[Outline labeling records]
____________

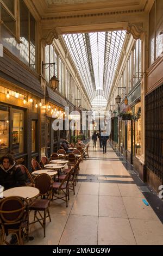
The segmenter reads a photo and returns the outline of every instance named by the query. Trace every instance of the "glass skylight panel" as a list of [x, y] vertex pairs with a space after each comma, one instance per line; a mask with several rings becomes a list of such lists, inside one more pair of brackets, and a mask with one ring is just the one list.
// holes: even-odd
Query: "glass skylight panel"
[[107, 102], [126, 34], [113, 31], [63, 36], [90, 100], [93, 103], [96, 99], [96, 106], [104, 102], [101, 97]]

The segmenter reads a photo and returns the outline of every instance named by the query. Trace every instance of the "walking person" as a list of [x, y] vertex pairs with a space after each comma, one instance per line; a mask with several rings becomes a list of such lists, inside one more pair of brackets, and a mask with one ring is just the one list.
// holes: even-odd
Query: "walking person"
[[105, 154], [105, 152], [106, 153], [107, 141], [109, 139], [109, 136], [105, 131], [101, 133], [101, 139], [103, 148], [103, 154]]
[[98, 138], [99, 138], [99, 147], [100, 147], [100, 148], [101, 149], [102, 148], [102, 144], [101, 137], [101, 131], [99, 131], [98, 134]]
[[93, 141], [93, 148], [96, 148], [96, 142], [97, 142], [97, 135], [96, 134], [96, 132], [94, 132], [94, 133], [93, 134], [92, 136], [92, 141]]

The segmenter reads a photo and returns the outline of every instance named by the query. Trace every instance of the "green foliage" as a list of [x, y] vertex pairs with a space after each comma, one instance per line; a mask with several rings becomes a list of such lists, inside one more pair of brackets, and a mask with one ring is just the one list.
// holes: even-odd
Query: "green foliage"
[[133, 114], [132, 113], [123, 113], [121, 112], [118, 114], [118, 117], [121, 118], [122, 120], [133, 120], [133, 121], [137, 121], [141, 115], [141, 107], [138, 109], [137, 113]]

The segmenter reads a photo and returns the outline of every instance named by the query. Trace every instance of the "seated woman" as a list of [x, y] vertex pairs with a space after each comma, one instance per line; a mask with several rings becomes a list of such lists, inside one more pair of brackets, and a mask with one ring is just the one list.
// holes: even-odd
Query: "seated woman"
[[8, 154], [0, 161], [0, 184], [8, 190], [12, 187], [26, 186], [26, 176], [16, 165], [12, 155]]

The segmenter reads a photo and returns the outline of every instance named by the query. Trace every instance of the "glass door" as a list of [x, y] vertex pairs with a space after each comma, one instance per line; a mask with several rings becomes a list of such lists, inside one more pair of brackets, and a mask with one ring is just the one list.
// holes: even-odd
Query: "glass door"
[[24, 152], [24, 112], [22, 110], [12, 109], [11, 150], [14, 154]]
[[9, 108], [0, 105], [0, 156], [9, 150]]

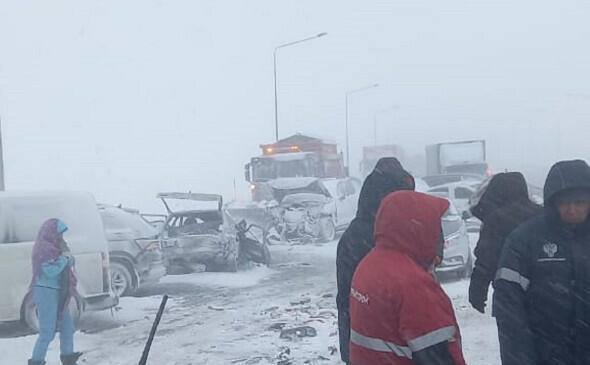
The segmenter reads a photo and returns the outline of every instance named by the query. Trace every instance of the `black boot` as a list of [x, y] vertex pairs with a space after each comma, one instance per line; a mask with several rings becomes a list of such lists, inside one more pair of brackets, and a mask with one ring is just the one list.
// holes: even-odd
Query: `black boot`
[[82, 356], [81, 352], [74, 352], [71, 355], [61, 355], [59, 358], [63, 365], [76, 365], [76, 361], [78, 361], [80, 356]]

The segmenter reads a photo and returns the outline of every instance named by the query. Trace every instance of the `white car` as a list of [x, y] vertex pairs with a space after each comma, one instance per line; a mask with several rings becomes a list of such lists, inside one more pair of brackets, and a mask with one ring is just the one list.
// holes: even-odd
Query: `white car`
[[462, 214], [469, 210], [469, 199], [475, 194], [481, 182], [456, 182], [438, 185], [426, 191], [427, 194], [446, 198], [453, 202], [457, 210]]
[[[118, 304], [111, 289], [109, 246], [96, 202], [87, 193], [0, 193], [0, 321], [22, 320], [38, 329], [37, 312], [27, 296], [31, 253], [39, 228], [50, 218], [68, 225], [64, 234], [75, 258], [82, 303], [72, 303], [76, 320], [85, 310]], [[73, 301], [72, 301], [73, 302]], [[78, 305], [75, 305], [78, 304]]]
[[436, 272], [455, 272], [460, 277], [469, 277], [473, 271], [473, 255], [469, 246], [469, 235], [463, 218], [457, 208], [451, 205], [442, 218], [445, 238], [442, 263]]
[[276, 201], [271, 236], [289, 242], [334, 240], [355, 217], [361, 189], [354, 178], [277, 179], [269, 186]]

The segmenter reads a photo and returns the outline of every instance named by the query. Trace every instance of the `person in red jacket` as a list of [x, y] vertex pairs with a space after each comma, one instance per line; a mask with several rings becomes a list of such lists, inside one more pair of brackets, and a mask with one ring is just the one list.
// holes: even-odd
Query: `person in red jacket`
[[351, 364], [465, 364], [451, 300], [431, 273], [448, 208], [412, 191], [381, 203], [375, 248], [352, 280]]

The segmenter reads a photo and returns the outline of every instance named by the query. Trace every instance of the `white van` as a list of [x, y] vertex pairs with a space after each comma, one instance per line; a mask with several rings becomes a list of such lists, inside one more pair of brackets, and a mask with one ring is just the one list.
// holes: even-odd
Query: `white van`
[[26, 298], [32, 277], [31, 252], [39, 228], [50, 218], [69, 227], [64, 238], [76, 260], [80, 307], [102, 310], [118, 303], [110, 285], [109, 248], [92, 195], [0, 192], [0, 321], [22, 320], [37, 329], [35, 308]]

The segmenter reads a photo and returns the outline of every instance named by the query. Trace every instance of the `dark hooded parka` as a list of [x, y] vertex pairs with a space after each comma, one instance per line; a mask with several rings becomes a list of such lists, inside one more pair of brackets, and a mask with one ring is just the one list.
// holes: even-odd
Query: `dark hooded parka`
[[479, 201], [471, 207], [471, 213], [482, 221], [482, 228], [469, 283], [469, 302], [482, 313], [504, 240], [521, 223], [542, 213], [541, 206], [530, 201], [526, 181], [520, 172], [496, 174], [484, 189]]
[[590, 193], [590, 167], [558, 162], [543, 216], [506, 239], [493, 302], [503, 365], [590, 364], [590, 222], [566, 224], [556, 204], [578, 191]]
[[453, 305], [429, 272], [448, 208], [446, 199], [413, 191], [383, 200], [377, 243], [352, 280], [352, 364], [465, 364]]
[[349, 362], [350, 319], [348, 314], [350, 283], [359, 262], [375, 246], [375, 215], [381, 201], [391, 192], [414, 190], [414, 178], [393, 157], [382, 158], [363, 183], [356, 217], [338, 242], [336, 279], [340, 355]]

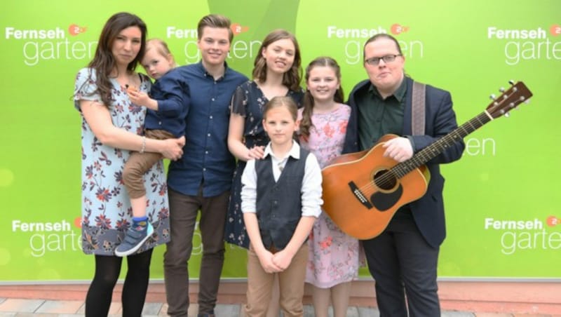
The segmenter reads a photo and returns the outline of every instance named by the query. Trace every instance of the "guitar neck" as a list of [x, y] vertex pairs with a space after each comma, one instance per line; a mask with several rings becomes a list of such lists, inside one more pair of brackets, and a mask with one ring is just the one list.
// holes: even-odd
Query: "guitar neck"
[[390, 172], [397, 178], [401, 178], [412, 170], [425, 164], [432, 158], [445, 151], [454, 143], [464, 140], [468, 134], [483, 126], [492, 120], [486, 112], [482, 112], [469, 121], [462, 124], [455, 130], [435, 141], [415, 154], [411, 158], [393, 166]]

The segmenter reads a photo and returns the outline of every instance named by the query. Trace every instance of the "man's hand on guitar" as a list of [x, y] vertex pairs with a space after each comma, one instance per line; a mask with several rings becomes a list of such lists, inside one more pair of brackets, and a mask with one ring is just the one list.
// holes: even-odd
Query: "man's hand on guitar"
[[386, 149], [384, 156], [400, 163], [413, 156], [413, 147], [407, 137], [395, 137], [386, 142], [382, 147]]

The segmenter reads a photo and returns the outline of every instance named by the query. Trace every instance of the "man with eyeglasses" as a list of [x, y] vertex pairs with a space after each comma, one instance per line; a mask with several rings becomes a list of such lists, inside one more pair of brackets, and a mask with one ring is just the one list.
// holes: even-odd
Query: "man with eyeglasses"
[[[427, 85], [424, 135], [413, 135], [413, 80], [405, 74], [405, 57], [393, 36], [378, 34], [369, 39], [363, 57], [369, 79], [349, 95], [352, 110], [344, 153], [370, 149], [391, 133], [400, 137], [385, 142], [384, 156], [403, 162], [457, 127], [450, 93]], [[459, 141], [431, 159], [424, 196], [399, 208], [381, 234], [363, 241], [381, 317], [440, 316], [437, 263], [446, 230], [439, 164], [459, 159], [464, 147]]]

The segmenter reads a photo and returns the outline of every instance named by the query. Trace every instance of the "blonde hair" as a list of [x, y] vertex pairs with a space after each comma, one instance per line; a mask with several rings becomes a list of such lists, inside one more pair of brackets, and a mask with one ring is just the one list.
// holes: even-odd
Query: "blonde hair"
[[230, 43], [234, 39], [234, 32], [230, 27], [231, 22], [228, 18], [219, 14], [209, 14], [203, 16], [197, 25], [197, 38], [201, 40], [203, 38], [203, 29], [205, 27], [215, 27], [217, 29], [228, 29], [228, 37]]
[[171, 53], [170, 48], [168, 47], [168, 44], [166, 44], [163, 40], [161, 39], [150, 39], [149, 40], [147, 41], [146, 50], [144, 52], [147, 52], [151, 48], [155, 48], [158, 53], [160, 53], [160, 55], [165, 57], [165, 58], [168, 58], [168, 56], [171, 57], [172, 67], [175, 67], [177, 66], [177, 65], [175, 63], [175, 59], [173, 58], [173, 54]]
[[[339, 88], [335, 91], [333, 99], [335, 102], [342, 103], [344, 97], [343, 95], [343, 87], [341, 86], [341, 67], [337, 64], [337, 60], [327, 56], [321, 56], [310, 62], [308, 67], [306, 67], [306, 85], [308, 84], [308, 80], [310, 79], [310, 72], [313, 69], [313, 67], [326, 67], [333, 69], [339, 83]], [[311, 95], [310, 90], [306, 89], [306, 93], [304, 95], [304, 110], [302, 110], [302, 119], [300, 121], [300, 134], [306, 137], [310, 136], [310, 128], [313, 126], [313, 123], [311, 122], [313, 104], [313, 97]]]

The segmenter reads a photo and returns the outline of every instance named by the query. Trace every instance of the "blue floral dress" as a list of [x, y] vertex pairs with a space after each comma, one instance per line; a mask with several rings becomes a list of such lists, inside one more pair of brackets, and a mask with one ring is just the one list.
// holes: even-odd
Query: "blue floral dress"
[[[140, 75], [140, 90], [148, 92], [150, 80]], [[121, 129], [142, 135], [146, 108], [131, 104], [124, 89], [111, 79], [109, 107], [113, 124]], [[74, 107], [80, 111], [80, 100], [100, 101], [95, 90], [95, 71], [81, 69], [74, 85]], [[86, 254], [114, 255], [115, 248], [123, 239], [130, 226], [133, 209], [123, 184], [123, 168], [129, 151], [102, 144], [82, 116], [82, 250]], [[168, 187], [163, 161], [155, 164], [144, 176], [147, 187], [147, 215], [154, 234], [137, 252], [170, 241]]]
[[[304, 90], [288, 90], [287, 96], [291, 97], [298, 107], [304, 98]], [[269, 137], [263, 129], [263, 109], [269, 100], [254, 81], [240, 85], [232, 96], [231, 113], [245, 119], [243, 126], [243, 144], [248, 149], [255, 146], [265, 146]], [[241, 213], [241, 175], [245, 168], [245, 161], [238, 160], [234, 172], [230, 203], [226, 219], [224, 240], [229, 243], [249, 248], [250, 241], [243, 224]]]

____________

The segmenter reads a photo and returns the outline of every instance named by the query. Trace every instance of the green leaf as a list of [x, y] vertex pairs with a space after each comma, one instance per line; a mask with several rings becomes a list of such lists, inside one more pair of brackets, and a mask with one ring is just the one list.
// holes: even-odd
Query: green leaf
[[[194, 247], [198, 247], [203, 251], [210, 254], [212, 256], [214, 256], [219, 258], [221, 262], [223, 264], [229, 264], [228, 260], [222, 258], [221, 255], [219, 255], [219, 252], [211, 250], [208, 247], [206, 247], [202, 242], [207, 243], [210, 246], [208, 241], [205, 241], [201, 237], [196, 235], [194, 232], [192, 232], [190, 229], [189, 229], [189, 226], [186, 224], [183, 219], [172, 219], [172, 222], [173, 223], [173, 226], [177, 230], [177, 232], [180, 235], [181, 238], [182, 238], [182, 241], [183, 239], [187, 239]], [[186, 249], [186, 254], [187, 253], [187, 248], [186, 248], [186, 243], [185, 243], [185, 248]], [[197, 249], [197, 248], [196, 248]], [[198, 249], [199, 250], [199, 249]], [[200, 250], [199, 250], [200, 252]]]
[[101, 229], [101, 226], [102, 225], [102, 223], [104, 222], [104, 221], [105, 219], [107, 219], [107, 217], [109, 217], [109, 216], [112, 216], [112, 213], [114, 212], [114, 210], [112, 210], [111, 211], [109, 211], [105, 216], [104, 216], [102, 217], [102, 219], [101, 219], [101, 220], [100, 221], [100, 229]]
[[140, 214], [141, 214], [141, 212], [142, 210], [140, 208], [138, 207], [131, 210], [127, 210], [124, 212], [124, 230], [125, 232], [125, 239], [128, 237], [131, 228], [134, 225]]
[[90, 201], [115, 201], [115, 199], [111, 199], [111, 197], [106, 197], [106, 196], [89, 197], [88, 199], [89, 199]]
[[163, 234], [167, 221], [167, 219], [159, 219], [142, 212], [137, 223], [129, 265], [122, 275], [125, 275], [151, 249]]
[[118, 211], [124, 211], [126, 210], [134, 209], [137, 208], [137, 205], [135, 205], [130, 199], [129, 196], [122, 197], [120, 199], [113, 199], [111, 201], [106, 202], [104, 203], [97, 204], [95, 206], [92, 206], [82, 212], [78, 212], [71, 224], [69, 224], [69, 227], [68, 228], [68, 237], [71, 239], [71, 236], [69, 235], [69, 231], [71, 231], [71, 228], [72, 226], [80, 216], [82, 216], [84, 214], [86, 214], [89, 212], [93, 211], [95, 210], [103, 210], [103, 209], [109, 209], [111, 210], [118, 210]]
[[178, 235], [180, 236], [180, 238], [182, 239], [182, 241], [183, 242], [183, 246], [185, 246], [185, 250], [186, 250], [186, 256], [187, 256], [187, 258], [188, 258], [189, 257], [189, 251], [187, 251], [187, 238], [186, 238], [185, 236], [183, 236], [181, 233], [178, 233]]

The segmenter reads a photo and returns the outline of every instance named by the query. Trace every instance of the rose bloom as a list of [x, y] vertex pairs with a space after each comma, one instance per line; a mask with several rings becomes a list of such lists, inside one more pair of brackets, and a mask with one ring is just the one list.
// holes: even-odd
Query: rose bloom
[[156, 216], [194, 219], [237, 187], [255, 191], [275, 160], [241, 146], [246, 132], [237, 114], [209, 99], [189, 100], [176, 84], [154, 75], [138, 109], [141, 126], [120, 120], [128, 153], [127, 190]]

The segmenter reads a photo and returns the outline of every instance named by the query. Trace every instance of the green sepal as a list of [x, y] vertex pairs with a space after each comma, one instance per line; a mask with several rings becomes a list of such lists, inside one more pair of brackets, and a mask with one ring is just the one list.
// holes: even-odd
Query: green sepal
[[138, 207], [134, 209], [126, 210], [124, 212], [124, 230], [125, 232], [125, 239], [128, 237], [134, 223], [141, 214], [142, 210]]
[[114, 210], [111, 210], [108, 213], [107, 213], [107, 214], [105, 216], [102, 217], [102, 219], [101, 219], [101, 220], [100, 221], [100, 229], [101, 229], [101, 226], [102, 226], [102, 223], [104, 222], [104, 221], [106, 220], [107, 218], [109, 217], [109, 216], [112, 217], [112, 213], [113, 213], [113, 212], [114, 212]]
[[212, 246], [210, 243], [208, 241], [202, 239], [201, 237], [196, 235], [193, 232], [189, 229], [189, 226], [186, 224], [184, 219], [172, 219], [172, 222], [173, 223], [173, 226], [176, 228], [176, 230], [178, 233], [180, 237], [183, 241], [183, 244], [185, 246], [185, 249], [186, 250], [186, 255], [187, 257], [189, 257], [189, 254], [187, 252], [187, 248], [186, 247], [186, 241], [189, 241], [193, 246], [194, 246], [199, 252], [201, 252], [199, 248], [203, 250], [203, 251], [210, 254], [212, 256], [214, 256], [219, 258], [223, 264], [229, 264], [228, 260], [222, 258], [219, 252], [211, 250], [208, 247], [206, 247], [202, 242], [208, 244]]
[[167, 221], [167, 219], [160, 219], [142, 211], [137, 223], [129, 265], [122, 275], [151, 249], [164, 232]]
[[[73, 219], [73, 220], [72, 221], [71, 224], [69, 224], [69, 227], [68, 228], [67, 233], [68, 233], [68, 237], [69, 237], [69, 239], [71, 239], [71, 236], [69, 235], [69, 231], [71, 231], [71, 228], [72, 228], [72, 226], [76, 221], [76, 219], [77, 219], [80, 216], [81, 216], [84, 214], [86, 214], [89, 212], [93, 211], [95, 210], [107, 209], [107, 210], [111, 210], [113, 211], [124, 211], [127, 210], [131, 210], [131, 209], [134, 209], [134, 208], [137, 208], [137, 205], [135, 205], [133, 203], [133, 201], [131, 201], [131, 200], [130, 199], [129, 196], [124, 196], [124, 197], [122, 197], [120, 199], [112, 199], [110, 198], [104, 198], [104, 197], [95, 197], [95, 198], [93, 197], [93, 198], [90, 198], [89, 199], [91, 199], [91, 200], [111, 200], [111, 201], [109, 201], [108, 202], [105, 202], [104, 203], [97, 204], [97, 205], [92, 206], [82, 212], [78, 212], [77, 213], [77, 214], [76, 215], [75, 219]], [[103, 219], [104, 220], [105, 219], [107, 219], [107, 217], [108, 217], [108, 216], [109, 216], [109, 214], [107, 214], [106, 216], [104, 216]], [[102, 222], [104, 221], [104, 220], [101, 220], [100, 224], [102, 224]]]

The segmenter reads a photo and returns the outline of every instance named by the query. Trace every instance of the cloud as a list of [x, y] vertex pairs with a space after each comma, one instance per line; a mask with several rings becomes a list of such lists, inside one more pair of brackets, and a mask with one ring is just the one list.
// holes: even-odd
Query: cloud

____________

### WHAT YOU WILL DO
Pull out every line in the rows that contains the word "jacket", and copy each one unchanged.

### RESULT BELOW
The segmenter reads a photo and returns the outline of every instance named by the query. Trace every instance of the `person in red jacket` as a list of [x, y] vertex pairs with a space after each comma, one instance per line; a mask with several rings becomes a list of such lists, inside one more pair of brackets, and a mask with one ring is just the one list.
Query: `person in red jacket`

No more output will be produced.